Task data:
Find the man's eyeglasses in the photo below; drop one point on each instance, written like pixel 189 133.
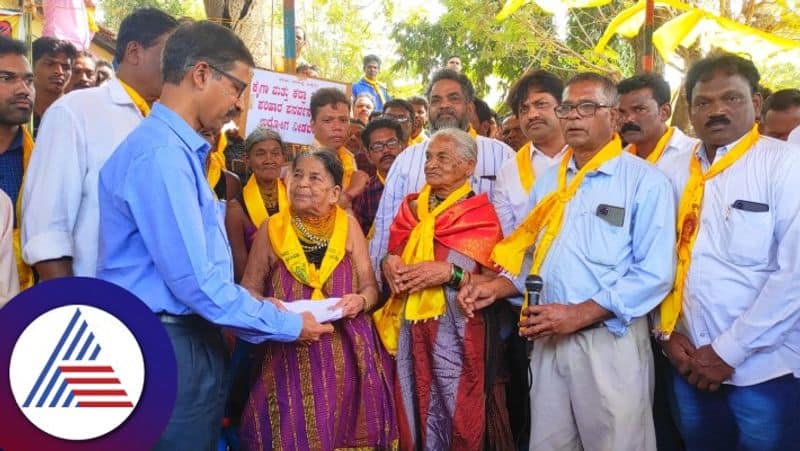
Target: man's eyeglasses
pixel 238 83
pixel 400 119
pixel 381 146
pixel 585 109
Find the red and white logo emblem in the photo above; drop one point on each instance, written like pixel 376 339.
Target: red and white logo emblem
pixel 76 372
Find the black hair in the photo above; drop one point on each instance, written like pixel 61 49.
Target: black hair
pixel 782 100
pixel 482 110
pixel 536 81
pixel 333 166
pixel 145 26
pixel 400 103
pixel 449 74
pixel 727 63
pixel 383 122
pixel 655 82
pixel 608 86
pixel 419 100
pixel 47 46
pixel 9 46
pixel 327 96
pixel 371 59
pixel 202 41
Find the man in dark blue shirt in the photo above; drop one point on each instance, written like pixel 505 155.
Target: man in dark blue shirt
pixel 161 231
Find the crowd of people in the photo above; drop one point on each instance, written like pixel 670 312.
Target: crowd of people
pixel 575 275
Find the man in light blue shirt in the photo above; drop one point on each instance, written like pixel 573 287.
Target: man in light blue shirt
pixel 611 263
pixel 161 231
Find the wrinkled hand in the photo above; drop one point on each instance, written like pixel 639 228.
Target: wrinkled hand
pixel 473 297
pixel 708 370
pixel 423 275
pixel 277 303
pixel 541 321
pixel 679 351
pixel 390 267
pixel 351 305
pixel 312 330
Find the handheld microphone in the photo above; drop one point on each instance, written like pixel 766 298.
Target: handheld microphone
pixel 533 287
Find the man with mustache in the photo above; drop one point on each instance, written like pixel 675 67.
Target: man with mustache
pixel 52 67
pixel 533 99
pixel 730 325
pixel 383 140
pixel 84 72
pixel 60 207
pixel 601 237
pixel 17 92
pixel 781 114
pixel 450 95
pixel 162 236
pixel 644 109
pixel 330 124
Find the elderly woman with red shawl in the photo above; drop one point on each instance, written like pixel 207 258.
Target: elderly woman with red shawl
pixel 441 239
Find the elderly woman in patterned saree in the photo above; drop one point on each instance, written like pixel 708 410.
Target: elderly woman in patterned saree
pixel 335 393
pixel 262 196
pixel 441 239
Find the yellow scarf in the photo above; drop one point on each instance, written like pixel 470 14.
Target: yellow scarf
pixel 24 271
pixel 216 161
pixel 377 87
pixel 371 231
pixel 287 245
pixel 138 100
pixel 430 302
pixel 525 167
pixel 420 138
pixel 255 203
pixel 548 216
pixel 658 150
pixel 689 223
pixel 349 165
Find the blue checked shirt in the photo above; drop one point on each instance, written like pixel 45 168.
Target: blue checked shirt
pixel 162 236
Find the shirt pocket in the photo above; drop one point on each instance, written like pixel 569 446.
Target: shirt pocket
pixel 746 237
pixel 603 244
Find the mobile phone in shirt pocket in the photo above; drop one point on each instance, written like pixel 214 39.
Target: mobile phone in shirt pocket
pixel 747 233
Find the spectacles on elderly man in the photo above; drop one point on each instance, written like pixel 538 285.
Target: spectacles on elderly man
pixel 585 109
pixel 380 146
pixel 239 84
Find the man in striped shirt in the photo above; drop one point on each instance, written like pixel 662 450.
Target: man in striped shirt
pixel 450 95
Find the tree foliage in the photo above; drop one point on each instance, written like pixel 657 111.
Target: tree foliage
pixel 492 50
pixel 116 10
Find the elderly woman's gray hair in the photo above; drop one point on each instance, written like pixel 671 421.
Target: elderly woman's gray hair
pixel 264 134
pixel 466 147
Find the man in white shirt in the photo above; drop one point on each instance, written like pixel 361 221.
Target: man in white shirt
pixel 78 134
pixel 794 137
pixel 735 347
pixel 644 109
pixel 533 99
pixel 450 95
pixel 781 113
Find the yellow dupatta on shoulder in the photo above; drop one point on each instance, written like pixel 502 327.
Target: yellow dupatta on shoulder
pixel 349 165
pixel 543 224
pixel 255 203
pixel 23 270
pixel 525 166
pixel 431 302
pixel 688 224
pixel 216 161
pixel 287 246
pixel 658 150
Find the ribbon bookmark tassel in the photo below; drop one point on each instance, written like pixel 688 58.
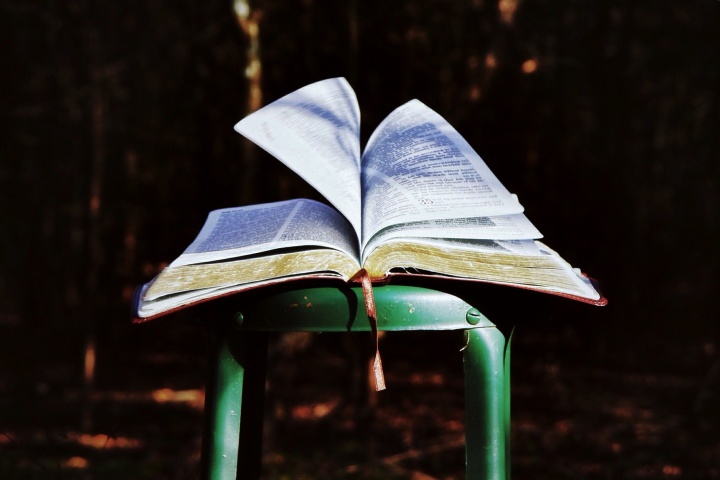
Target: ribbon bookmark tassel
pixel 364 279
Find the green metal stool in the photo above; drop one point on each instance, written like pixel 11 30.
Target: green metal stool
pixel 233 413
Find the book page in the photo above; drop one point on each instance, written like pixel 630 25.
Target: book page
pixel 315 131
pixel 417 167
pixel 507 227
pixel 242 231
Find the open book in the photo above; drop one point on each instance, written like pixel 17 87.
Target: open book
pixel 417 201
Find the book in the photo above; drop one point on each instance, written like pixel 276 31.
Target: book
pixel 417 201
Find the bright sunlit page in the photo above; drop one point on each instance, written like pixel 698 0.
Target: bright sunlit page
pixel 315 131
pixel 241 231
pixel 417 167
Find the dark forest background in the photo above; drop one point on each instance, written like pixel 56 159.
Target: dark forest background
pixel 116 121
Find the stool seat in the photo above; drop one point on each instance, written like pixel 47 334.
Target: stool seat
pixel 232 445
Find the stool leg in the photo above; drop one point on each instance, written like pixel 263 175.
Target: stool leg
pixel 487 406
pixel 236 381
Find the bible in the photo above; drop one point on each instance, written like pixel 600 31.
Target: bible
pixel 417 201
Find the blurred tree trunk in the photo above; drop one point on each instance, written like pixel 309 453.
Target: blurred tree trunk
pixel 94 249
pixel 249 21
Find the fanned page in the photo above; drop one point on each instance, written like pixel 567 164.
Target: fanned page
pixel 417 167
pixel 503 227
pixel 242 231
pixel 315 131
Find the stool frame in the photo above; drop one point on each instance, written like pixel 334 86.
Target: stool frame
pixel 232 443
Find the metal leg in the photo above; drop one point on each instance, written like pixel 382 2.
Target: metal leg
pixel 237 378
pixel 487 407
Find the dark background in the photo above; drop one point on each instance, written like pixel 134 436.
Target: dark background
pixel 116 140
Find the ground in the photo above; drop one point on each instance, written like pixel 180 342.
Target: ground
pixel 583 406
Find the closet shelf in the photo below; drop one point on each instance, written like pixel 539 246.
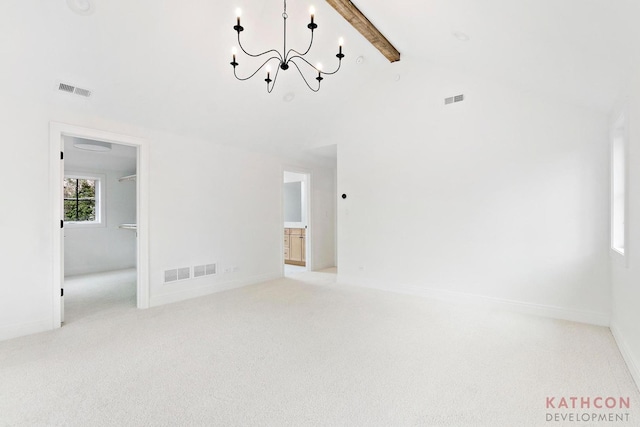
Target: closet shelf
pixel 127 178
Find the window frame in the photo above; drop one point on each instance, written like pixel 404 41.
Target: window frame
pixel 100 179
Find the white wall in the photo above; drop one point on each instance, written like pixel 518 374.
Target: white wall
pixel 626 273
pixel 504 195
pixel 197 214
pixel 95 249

Task to carry out:
Please reproduce the items above line for line, starting at their first line and continuing up to and including the line with "pixel 76 372". Leave the picture out of your copy.

Written answer:
Find the man's eyeglasses in the photo below; drop one point on each instance, written like pixel 189 133.
Target: man's eyeglasses
pixel 238 83
pixel 400 119
pixel 381 146
pixel 585 109
Find the red and white logo emblem in the photo above; drop one point on each instance, written like pixel 376 339.
Target: red and white logo emblem
pixel 76 372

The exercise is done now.